Requirement:
Unless it is a picture, every line from the start of the entries through the line with "rough mask: <svg" must be retyped exactly.

Data:
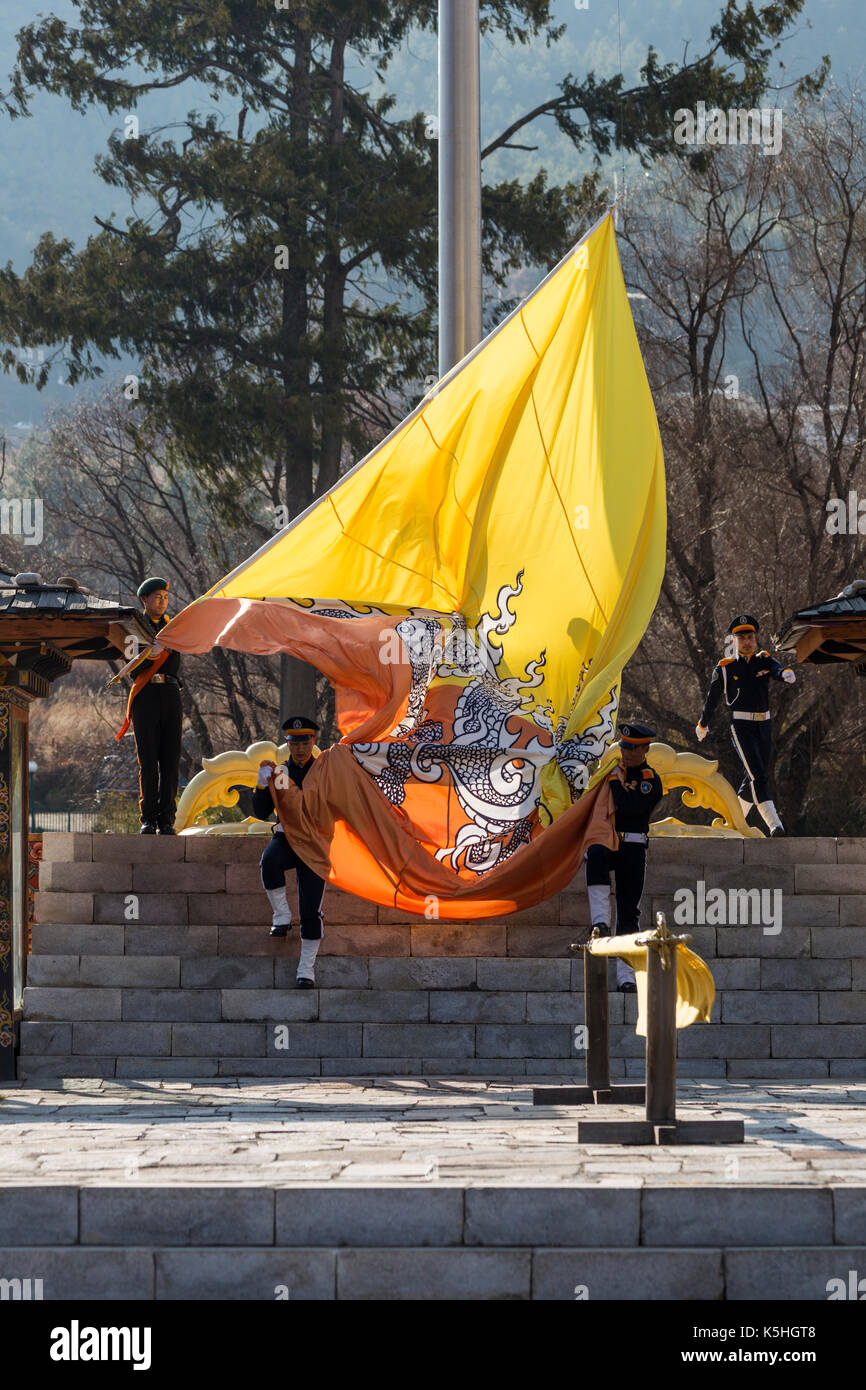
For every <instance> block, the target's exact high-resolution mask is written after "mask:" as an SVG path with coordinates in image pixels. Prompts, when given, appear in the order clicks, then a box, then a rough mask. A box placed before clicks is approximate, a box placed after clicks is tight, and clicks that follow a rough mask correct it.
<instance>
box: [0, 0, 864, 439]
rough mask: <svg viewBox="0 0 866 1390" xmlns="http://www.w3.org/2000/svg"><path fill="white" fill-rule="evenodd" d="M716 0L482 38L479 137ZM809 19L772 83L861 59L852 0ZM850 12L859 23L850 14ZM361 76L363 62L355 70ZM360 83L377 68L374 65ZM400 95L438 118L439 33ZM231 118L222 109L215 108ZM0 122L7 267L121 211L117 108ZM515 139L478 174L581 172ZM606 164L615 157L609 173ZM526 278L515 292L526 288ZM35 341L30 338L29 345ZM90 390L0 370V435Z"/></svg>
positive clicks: (499, 178) (549, 129)
mask: <svg viewBox="0 0 866 1390" xmlns="http://www.w3.org/2000/svg"><path fill="white" fill-rule="evenodd" d="M720 4H721V0H666V3H663V4H662V3H659V0H652V3H651V4H645V3H639V0H620V4H619V13H620V15H621V29H620V26H619V25H617V0H589V3H588V8H587V10H578V8H575V3H574V0H556V3H555V6H553V10H555V14H556V19H557V22H560V24H564V25H566V33H564V35H563V38H562V39H560V42H559V43H557V44H555V46H553V47H550V49H548V47H545V44H544V42H541V40H539V42H537V43H535V44H532V46H531V47H528V49H525V50H520V51H518V53H514V51H513V50H510V49H509V46H507V44H506V43H505V40H502V39H485V40H484V44H482V139H484V140H485V142H487V140H488V139H489V138H492V136H495V135H498V133H499V132H500V131H503V129H505V128H506V126H507V125H509V124H510V122H512V121H513V120H514V118H516V117H518V115H520V114H523V113H524V111H528V110H530V108H531V107H534V106H537V104H538V103H539V101H541V100H544V99H545V97H548V96H553V95H555V93H556V86H557V82H559V81H560V79H562V78H563V76H564V75H566V74H567V72H573V74H575V75H584V74H585V72H589V71H595V72H596V75H599V76H606V75H609V74H612V72H616V71H617V70H619V68H620V43H621V67H623V71H624V72H626V75H627V78H628V79H637V76H638V70H639V67H641V64H642V61H644V60H645V57H646V49H648V44H649V43H652V44H653V46H655V49H656V50H657V53H659V54H660V56H662V58H663V60H666V61H674V60H678V58H681V57H683V53H684V50H685V49H687V46H688V51H689V53H692V54H694V53H696V51H699V50H701V46H702V43H703V40H705V38H706V35H708V33H709V29H710V26H712V24H713V21H714V19H716V17H717V14H719V10H720ZM39 11H40V13H44V14H50V13H53V14H57V15H60V17H61V18H71V17H74V15H75V7H74V6H72V4H71V3H70V0H56V3H53V4H47V3H46V4H40V7H39ZM806 17H808V18H809V19H810V24H812V28H808V25H806V24H805V22H802V24H801V26H799V31H798V32H796V33H795V35H794V38H791V39H790V40H788V43H787V44H785V47H784V54H783V57H784V64H785V68H787V72H780V82H784V81H792V79H795V78H798V76H801V75H802V74H803V72H806V71H809V70H810V68H813V67H815V65H816V64H817V61H819V58H820V56H822V54H823V53H828V54H830V57H831V60H833V65H834V71H835V72H837V74H838V75H840V78H841V76H844V75H855V74H858V72H859V71H860V70H862V68H863V67H865V65H866V31H865V28H863V25H862V4H860V0H809V3H808V6H806ZM26 18H29V17H28V15H26V13H25V11H24V10H22V7H21V6H19V4H18V3H15V0H0V85H6V74H8V71H10V68H11V67H13V64H14V56H15V32H17V29H18V28H19V26H21V24H22V21H24V19H26ZM858 21H860V22H858ZM354 76H356V79H357V81H359V82H361V81H363V75H361V74H360V72H356V74H354ZM370 81H374V79H373V74H370ZM388 86H389V90H392V92H395V93H396V96H398V114H399V115H406V114H410V113H413V111H416V110H424V111H427V113H430V114H434V113H435V110H436V40H435V35H432V33H420V35H416V36H414V38H413V39H411V40H410V42H409V43H407V44H406V46H405V49H403V51H402V53H400V54H399V57H398V58H396V60H395V63H393V64H392V68H391V76H389V82H388ZM192 104H193V103H192V100H190V92H188V90H186V89H183V90H178V92H165V93H161V95H158V96H152V97H149V99H147V100H145V101H142V103H140V106H139V107H138V115H139V120H140V124H142V128H143V129H149V128H153V126H160V128H164V129H165V132H167V133H168V131H170V129H171V126H172V125H175V124H177V122H179V121H182V118H183V115H185V114H186V111H188V110H189V108H190V106H192ZM197 106H199V108H200V110H207V108H211V107H213V103H211V100H210V97H209V95H207V92H206V90H203V89H199V99H197ZM224 114H225V115H227V120H231V115H232V114H231V113H224ZM0 120H1V121H3V139H1V140H0V179H1V183H3V188H4V190H6V197H4V200H3V206H0V264H6V263H8V261H11V263H13V265H14V267H15V270H18V271H21V270H24V268H25V267H26V264H28V261H29V259H31V253H32V249H33V246H35V245H36V242H38V239H39V236H40V235H42V234H43V232H46V231H50V232H53V234H54V235H56V236H58V238H70V239H71V240H72V242H74V243H75V245H81V243H82V242H85V240H86V238H88V236H89V235H90V232H92V231H93V229H95V222H93V218H95V217H108V215H110V214H114V215H115V217H118V218H121V220H122V217H124V214H125V207H124V202H122V197H121V195H120V193H118V192H117V190H114V189H108V188H106V186H104V185H103V183H101V181H100V179H99V177H97V175H96V172H95V170H93V161H95V157H96V156H97V154H99V153H101V152H103V150H104V149H106V143H107V139H108V136H110V133H111V131H113V129H115V128H120V126H121V124H122V122H121V120H120V118H108V117H106V115H104V114H103V113H100V111H89V113H88V114H86V115H75V114H74V113H71V111H70V110H68V106H67V104H65V101H63V100H61V99H58V97H46V96H40V97H38V99H36V100H35V101H33V114H32V118H31V120H25V121H21V120H19V121H14V122H10V121H8V118H6V117H0ZM520 142H521V143H527V145H535V146H537V149H535V150H528V152H498V153H496V154H495V156H493V157H492V158H491V160H489V161H487V163H485V178H487V179H488V181H498V179H503V178H521V179H528V178H531V177H532V175H534V174H535V172H537V171H538V168H539V165H544V167H545V168H546V170H548V172H549V177H550V181H553V182H564V181H566V179H569V178H575V177H580V174H582V172H584V170H585V161H584V163H581V161H578V160H577V158H575V154H574V150H573V149H571V146H570V143H569V142H567V140H566V138H564V136H562V135H559V132H557V131H556V128H555V126H553V122H552V121H550V120H541V121H538V122H535V124H534V125H532V128H531V129H530V131H525V129H524V131H523V132H521V135H520ZM613 167H614V161H612V178H613ZM532 279H534V277H531V275H528V278H527V284H525V285H524V284H520V286H518V289H520V291H521V292H527V291H528V289H530V288H531V284H532ZM38 346H39V345H32V350H33V352H38ZM107 367H108V371H110V373H117V371H124V370H132V363H129V361H128V360H126V359H124V360H122V361H120V363H108V364H107ZM85 389H88V388H86V386H79V388H75V391H74V389H72V388H70V386H67V385H64V384H63V381H61V373H58V371H54V373H53V374H51V382H50V385H49V386H47V388H46V389H44V391H43V392H36V391H35V389H33V388H32V386H26V385H22V384H19V382H18V381H17V379H15V378H13V377H8V375H0V431H3V432H6V434H7V435H8V436H10V439H14V441H21V439H24V438H25V436H26V434H28V432H29V427H31V425H35V424H39V423H40V421H42V420H43V418H44V414H46V411H47V410H50V409H51V407H56V406H65V404H68V403H70V400H71V399H72V398H74V396H75V395H76V393H78V392H81V391H85Z"/></svg>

Result of this exercise:
For every <instance> block, the target's exact high-resolution mask is written after "mask:" as an SVG path with coordinates in image pixels. Prompts, when given, appear in the order clicks, then a box, then a rough mask. A box placed before clicks is approximate, a box placed after clicks is tight, and clicks that follow a rough mask correct it.
<instance>
box: [0, 0, 864, 439]
rough mask: <svg viewBox="0 0 866 1390" xmlns="http://www.w3.org/2000/svg"><path fill="white" fill-rule="evenodd" d="M716 0L482 38L479 137ZM809 19L772 83L861 59L852 0ZM850 12L859 23L850 14ZM361 76L363 62L355 70ZM360 83L377 68L374 65ZM400 95L438 118L439 33ZM231 118L222 109L215 108ZM0 122L7 267L121 211L117 108ZM515 139L478 174L581 172ZM606 164L615 157L609 173ZM526 278L515 292L526 288ZM35 341L30 338L29 345ZM90 390L0 370V435Z"/></svg>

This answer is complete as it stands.